▶ _About this task_
After locating the line with "written like (287,312)." below, output it and each following line exactly, stopping after the line with "written like (140,79).". No pictures.

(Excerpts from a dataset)
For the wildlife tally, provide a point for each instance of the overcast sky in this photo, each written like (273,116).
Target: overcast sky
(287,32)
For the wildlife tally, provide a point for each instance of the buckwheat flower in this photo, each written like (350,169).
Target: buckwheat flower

...

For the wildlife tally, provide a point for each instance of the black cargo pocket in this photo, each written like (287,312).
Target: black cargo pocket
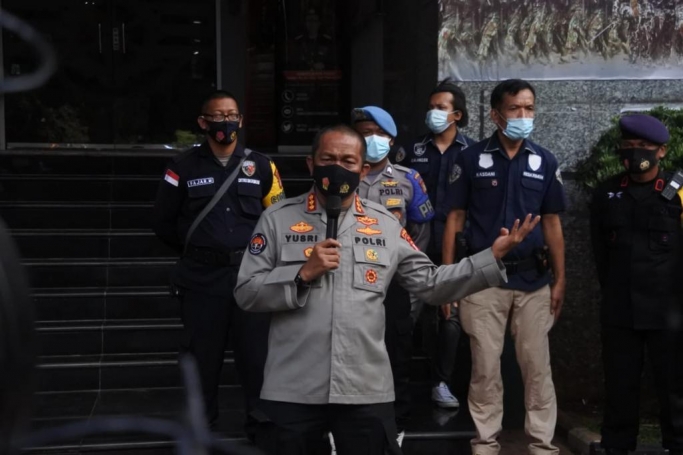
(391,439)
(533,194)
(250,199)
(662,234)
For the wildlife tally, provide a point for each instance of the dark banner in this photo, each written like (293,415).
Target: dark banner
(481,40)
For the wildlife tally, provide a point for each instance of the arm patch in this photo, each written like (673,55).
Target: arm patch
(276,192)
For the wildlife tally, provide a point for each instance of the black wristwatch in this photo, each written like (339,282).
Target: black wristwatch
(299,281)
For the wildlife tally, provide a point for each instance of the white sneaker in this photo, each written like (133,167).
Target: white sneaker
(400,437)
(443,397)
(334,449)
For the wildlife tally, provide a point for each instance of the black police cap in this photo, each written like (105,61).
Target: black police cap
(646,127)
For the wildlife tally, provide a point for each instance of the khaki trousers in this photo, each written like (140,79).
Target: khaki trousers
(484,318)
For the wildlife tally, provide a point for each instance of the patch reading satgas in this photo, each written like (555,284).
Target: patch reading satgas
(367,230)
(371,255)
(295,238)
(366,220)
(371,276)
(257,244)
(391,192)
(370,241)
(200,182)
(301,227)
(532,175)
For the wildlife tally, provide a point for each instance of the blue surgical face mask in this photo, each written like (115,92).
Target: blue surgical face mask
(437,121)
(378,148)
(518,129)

...

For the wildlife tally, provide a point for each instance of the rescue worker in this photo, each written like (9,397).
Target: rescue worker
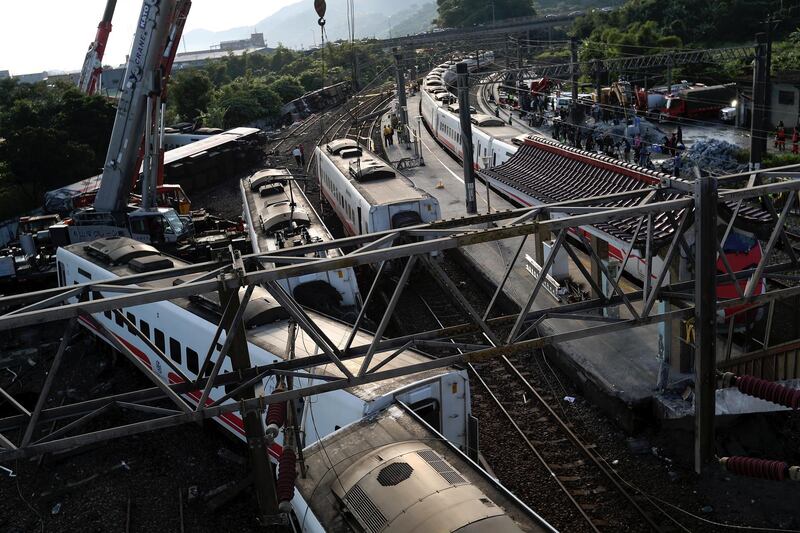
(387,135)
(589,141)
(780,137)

▶ _Exercise response_
For the wildlife tally, provide a point for each instance of the black cargo pocket in this photo, each written like (287,312).
Target: black cargo pocket
(391,439)
(533,194)
(250,199)
(662,234)
For the wildlife tally, provide a point for each instance of the dark banner in this photo, each written like (293,415).
Target: dark banner
(481,40)
For the wildlife tally, provide a point for each instance of the arm patch in this photo, each written like (673,55).
Target: arm patch
(276,192)
For the wildlife tally, provide a point for each instance of the black wristwatch in this photo, each written like (339,282).
Target: black wristwatch
(299,281)
For the wildlife tally, provide a point for each instance of the white sneaker in this photo, each written like (133,167).
Target: white sneaker
(400,437)
(443,397)
(334,449)
For the wildlife tally, provide a point for each instance of the black police cap in this photo, each written like (105,61).
Target: black police cap
(646,127)
For the wildlife tally, provide a point for each instance of the khaki trousers in this photo, each written like (140,79).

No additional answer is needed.